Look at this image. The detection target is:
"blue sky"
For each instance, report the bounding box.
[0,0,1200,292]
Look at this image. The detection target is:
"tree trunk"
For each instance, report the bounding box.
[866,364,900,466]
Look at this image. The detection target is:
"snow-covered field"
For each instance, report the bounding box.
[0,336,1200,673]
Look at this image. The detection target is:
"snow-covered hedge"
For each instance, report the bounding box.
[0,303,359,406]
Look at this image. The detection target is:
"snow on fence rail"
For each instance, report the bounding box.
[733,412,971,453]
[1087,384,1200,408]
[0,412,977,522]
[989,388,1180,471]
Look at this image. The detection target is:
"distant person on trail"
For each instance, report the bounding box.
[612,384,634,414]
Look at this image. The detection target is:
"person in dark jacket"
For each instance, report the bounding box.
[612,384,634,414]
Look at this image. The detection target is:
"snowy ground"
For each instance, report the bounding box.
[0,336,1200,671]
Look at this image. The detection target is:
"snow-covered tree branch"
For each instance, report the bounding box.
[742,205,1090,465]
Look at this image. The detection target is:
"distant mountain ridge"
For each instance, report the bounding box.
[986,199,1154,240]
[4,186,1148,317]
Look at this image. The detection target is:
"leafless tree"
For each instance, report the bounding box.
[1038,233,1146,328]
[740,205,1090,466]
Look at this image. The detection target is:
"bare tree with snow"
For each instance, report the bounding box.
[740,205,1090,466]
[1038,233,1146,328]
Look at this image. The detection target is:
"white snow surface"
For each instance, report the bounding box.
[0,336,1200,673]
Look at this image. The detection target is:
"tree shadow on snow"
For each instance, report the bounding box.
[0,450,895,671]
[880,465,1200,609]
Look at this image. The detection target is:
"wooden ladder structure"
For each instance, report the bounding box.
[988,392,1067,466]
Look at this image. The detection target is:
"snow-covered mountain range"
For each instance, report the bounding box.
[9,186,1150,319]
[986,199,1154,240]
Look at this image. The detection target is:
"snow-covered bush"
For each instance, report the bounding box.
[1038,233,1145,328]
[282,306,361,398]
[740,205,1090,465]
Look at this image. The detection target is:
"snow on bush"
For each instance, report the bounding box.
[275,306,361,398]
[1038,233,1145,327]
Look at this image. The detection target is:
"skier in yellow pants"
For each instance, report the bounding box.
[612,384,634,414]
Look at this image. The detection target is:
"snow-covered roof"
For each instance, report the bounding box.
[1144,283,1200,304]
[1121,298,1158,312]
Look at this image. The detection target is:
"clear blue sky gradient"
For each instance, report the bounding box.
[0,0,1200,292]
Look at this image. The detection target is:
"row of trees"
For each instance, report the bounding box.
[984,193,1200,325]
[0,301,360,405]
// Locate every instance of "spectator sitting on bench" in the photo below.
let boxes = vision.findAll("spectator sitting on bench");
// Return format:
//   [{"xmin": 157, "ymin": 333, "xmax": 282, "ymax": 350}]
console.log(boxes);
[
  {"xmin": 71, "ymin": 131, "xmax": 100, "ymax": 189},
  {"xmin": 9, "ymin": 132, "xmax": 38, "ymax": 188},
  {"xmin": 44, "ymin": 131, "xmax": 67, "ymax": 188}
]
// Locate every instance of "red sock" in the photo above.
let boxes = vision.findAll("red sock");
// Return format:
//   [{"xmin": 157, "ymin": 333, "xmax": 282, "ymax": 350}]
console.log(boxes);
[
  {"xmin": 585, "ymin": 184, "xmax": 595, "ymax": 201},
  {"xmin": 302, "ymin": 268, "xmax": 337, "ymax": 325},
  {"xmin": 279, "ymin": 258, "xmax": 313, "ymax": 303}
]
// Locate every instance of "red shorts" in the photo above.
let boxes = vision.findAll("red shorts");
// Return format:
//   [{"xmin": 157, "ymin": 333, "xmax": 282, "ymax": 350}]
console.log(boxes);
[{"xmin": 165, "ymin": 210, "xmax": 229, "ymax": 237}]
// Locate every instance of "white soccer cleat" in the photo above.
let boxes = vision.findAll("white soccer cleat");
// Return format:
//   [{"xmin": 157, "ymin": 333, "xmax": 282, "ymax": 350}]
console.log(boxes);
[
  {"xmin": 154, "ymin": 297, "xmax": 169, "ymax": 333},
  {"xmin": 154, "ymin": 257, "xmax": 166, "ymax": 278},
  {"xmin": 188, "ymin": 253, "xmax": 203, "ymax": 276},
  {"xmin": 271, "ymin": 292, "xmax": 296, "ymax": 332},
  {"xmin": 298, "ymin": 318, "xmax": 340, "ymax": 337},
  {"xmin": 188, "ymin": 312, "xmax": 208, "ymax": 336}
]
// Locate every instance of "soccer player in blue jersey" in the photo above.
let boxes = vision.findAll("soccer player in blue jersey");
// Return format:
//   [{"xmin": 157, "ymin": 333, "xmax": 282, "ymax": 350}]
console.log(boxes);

**What the task requires**
List every line from the rows above that contains the word "mountain", copying each such line in full.

**Solution for this exercise**
"distant mountain ridge"
"snow-covered mountain range"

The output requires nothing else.